Given instruction 1: Duplicate the rows exactly, everything from the line containing "Please provide the mask of every instance of the blue" down to the last line of the rows.

Passage to read:
Don Cheadle and Sophie Okonedo in Hotel Rwanda: A View from the West

Writer-director Terry George's Hotel Rwanda tells the true story of how Paul Rusesabagina, the manager of the luxury Hotel des Milles Collines in the Rwandan capital Kigali, used the skills of negotiation and bribery necessary to keep the hotel supplied and operating to save over a thousand members of the Tutsi minority from the Hutu majority's genocidal attacks in 1994. This historic episode can't help but be moving as Tutsis, including Paul's wife, converge on the hotel for safety, which depends increasingly on Paul's machinations as the UN forces pull out and leave them to the ruthless Hutu-controlled army, gendarmerie, and militias.

Supplied records:
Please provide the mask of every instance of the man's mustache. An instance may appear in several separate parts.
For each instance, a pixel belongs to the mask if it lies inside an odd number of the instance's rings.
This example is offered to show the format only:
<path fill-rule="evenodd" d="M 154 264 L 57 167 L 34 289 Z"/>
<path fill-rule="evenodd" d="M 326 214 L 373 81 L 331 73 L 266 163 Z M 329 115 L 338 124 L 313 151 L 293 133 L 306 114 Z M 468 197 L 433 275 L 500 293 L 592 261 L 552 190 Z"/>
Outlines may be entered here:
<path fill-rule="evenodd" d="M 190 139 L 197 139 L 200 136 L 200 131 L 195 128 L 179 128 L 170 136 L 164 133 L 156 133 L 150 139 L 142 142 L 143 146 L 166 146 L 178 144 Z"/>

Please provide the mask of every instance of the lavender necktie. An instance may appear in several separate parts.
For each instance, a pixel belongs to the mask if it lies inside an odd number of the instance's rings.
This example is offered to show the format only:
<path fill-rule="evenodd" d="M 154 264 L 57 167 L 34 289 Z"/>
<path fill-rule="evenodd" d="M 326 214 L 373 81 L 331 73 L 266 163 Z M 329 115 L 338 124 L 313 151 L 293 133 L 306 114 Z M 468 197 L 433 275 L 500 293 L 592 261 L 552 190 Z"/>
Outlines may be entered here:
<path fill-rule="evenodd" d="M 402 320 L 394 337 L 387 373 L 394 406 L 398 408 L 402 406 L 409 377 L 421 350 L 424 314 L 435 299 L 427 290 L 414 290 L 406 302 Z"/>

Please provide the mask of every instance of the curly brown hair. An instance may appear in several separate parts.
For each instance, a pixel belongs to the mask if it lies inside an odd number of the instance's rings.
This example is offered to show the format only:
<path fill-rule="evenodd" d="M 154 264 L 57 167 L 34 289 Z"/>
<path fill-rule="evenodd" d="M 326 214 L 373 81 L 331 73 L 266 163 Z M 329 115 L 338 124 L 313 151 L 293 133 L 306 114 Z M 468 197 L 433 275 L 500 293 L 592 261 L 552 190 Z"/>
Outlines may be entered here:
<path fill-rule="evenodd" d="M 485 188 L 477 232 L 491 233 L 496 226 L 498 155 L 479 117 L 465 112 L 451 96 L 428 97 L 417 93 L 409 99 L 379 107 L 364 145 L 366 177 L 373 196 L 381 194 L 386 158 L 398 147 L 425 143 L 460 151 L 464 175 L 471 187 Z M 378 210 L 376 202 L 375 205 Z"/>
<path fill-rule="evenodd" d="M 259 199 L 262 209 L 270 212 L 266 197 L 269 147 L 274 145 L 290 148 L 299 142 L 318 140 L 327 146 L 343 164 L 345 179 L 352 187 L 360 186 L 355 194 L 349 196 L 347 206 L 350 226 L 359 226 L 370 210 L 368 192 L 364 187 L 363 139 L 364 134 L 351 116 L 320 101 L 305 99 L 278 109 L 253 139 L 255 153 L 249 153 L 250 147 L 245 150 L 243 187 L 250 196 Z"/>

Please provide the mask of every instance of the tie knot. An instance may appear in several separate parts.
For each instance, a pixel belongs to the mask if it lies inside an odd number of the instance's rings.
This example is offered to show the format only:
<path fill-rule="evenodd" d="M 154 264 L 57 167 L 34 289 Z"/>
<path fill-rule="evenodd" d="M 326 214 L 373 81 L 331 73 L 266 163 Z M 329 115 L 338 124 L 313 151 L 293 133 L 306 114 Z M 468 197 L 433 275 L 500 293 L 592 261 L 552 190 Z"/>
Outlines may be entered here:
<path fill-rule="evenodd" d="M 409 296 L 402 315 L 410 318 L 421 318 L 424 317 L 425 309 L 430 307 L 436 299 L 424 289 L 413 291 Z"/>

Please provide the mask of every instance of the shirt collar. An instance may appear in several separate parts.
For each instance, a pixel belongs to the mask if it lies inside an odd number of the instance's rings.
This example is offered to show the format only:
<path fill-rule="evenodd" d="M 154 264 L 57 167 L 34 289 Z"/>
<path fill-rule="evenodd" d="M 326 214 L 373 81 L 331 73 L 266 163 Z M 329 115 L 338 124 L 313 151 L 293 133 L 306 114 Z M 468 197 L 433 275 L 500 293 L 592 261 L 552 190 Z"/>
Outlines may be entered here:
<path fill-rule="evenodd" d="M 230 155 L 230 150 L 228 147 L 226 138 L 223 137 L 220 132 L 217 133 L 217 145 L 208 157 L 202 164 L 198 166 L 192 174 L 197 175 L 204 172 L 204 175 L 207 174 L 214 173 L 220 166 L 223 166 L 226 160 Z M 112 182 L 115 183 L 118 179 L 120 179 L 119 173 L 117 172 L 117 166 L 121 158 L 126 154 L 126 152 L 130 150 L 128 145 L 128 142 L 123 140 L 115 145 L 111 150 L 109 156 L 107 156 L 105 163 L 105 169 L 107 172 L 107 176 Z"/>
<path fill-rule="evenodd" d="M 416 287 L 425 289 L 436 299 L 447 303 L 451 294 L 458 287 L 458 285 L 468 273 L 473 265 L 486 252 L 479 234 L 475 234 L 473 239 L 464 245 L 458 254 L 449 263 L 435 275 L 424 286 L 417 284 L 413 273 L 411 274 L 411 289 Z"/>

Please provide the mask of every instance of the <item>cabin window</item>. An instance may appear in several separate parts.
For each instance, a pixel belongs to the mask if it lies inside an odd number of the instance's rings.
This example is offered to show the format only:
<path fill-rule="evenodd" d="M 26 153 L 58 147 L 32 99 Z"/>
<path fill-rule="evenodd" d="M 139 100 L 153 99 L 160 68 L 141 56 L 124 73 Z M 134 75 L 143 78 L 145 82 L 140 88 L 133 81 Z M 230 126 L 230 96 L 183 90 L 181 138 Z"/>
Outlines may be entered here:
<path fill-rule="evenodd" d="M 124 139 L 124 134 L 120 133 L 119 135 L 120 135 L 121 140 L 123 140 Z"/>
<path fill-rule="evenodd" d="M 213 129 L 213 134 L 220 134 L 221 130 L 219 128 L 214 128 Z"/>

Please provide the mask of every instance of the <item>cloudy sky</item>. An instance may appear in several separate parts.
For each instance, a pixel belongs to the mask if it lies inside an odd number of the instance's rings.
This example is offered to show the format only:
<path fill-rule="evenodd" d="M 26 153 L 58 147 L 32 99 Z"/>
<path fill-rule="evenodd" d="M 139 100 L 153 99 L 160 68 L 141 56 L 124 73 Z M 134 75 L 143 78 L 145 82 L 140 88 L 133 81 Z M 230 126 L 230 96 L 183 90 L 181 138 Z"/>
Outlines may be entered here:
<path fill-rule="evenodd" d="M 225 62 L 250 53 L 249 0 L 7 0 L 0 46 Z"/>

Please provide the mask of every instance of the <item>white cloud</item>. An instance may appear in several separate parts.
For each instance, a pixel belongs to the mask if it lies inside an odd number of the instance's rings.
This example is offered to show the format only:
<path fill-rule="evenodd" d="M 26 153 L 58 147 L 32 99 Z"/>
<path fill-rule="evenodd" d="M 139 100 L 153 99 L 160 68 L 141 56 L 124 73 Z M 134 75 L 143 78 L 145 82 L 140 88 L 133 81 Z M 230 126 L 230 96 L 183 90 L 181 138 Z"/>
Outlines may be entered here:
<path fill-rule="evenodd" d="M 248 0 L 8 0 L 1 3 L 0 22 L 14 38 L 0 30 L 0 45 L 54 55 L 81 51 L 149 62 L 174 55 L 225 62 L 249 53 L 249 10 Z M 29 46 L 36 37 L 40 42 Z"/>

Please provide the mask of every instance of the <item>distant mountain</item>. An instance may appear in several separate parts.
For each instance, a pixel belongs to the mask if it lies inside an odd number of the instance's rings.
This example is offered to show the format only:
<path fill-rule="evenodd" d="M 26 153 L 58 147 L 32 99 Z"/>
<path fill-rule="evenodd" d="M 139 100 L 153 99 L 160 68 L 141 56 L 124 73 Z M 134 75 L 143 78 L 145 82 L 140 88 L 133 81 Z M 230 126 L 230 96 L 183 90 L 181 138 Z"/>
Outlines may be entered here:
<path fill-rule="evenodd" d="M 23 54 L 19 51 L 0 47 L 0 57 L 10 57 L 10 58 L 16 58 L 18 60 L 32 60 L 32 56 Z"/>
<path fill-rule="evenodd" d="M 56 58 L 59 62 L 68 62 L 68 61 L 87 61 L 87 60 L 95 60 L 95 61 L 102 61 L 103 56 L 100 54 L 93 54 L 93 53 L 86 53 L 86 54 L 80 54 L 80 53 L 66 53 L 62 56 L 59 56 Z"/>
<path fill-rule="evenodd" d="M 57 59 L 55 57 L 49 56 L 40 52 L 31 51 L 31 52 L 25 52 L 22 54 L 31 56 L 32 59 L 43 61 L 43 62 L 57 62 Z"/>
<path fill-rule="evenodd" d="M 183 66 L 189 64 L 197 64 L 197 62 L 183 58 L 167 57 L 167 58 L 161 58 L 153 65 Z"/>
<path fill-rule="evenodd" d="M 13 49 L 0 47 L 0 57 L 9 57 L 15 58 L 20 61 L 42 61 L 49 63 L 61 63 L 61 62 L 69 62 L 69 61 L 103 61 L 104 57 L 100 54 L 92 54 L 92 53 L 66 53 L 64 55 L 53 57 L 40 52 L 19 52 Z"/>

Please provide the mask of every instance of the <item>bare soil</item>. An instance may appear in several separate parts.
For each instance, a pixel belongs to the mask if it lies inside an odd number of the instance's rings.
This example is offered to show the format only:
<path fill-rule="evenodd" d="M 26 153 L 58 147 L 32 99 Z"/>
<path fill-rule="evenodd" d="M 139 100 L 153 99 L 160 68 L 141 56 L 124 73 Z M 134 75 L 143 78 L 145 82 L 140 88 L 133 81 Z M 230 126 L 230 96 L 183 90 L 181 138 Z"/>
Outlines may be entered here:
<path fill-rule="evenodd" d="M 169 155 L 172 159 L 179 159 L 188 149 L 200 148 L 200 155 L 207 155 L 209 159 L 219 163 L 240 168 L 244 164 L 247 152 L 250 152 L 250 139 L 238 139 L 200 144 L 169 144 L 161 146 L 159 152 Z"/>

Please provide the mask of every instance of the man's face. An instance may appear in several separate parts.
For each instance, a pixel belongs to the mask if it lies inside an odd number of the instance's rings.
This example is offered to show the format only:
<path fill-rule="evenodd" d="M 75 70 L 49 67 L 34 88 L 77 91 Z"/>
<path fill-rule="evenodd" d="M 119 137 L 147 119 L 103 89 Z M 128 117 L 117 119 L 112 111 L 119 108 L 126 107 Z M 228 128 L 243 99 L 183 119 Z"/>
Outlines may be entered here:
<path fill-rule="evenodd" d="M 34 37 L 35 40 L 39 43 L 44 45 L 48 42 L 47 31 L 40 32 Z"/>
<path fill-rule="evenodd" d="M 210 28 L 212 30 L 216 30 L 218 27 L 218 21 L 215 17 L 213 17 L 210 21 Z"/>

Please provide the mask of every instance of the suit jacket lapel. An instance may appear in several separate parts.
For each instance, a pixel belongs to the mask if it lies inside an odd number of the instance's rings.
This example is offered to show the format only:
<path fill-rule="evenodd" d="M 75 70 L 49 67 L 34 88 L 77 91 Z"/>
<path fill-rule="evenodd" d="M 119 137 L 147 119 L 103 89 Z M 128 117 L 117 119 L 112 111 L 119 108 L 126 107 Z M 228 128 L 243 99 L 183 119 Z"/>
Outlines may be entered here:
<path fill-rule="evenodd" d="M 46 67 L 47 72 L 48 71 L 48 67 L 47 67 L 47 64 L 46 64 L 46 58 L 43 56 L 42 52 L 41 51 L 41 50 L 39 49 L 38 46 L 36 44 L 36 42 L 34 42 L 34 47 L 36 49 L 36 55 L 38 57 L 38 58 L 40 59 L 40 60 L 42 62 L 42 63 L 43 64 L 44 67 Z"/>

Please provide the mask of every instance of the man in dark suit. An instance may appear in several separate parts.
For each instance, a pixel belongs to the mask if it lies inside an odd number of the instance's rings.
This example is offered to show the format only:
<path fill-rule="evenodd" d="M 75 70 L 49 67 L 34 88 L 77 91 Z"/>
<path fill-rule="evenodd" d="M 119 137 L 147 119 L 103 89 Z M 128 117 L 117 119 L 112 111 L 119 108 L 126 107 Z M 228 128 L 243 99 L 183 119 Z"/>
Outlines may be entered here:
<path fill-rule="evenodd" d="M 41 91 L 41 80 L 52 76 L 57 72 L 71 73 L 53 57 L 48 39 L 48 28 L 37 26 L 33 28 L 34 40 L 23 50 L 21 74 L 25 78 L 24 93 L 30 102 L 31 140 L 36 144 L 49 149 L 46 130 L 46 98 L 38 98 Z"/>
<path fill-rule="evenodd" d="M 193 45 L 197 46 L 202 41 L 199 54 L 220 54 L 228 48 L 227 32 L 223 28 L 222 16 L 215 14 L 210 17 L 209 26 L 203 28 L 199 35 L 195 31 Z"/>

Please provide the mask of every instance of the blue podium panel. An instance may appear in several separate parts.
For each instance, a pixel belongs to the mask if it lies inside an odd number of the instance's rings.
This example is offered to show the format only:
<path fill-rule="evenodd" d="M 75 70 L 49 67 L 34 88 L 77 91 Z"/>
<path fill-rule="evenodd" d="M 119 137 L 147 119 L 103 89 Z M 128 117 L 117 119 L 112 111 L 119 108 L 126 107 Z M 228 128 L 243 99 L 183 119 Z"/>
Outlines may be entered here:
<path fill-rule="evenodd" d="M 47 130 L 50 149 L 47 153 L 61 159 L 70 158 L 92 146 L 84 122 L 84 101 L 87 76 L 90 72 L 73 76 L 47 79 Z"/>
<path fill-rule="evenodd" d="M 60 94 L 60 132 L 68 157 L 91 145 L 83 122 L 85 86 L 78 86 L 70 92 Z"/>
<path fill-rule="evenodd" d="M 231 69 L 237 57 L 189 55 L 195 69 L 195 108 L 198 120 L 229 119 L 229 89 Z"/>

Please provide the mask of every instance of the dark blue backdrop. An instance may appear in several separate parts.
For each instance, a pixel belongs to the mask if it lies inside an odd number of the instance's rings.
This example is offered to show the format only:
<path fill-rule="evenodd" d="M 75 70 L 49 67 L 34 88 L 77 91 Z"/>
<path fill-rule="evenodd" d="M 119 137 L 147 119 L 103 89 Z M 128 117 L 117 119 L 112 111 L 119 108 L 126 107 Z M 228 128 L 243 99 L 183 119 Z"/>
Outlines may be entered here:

Given instruction 2:
Answer briefly from the Hotel Rwanda review:
(a) Who wrote and directed the film?
(b) Which hotel does Paul Rusesabagina manage?
(c) In what year did the attacks take place?

Exercise output 1:
Please provide the mask of every instance of the blue podium panel. An instance may appear in several separate parts.
For each instance, a pixel belongs to the mask if it lies inside an odd number of the instance's rings.
This example is offered to show the format only:
<path fill-rule="evenodd" d="M 75 70 L 49 67 L 34 88 L 77 91 Z"/>
<path fill-rule="evenodd" d="M 119 137 L 147 119 L 103 89 Z M 128 117 L 117 119 L 112 111 L 119 108 L 126 107 Z M 228 128 L 243 99 L 183 119 Z"/>
Outlines may be entered here:
<path fill-rule="evenodd" d="M 47 130 L 50 149 L 47 153 L 61 159 L 70 158 L 92 146 L 84 122 L 84 101 L 87 76 L 90 72 L 73 76 L 47 79 Z"/>
<path fill-rule="evenodd" d="M 60 94 L 60 132 L 68 157 L 91 145 L 83 122 L 85 86 L 78 86 L 70 92 Z"/>
<path fill-rule="evenodd" d="M 231 69 L 237 57 L 189 55 L 195 69 L 195 108 L 198 120 L 229 119 L 229 89 Z"/>

Please provide the mask of every instance of the dark blue backdrop. An instance may appear in several separate parts.
For each instance, a pixel belongs to the mask if it lies inside an odd number of the instance's rings.
This example is offered to show the format only:
<path fill-rule="evenodd" d="M 75 70 L 49 67 L 34 88 L 77 91 Z"/>
<path fill-rule="evenodd" d="M 119 137 L 147 119 L 103 89 Z M 128 117 L 117 119 L 112 111 L 119 108 L 126 107 Z M 228 128 L 243 99 L 183 119 Z"/>
Outlines may be entered here:

Exercise output 2:
(a) Terry George
(b) The Hotel des Milles Collines in Kigali
(c) 1994